[Entries from a collection]
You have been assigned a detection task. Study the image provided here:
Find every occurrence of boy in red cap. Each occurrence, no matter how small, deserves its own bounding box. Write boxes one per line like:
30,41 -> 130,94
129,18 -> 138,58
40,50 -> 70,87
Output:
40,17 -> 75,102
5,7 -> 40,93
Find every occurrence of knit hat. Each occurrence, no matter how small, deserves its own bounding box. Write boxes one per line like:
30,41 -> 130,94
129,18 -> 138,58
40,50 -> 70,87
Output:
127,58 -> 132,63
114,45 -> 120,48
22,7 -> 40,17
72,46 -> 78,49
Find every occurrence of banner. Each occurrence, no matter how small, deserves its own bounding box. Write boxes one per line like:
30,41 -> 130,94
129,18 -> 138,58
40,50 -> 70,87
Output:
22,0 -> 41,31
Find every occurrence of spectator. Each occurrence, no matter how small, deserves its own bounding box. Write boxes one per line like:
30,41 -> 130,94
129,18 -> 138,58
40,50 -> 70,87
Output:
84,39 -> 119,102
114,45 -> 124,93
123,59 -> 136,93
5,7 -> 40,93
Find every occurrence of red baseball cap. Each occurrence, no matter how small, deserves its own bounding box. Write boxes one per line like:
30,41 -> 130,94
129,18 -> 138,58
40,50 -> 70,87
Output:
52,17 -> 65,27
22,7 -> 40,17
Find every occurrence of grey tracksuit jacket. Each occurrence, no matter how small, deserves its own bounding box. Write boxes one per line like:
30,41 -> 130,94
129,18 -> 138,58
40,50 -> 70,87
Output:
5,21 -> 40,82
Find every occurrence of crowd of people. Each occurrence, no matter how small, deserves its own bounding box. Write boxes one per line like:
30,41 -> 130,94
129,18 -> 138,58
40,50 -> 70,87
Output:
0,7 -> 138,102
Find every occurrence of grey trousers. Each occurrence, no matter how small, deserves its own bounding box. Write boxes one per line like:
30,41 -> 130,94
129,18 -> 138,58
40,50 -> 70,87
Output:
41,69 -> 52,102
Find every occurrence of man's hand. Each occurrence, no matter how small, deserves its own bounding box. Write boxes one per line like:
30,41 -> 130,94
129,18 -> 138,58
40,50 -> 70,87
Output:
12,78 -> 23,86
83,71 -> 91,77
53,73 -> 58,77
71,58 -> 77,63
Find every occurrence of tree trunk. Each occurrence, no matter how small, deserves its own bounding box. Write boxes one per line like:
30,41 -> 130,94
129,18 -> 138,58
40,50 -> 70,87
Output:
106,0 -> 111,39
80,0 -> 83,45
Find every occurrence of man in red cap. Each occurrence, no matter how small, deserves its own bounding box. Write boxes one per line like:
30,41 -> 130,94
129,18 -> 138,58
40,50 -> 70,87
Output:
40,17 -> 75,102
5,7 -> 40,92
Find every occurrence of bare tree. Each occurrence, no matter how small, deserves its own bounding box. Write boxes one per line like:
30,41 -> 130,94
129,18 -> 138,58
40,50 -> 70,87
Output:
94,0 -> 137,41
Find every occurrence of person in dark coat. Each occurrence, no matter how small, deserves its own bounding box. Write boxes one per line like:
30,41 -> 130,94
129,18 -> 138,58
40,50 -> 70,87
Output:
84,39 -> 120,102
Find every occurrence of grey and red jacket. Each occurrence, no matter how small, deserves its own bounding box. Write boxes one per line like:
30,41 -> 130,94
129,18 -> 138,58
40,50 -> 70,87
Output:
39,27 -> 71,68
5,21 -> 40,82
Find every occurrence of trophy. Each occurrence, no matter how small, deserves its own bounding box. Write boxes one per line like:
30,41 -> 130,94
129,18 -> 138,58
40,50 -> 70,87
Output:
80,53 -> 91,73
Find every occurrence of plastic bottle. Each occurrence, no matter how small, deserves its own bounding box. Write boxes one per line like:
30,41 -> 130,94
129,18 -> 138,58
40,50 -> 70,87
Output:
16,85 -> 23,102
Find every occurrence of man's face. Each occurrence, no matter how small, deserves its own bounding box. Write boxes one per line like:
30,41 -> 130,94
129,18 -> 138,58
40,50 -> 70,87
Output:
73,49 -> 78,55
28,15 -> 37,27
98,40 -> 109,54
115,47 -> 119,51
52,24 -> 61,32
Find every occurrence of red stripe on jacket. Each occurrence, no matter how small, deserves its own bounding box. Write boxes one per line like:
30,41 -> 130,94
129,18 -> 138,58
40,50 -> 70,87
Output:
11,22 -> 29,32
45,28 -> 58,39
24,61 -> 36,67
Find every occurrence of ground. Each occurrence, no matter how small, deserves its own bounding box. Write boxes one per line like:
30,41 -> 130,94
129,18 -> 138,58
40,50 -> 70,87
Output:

■ AIM ■
Retype the lines starting at the one containing "Find every occurrence of tree" and ending at the one containing "80,0 -> 83,45", both included, without any changes.

■ EXPECTED ANSWER ■
Find every occurrence of tree trunk. Each occurrence, no matter how small, deserves its own bounding box. Write boxes one per line like:
30,41 -> 130,94
129,18 -> 138,58
40,50 -> 70,87
Output:
106,0 -> 111,39
80,0 -> 83,45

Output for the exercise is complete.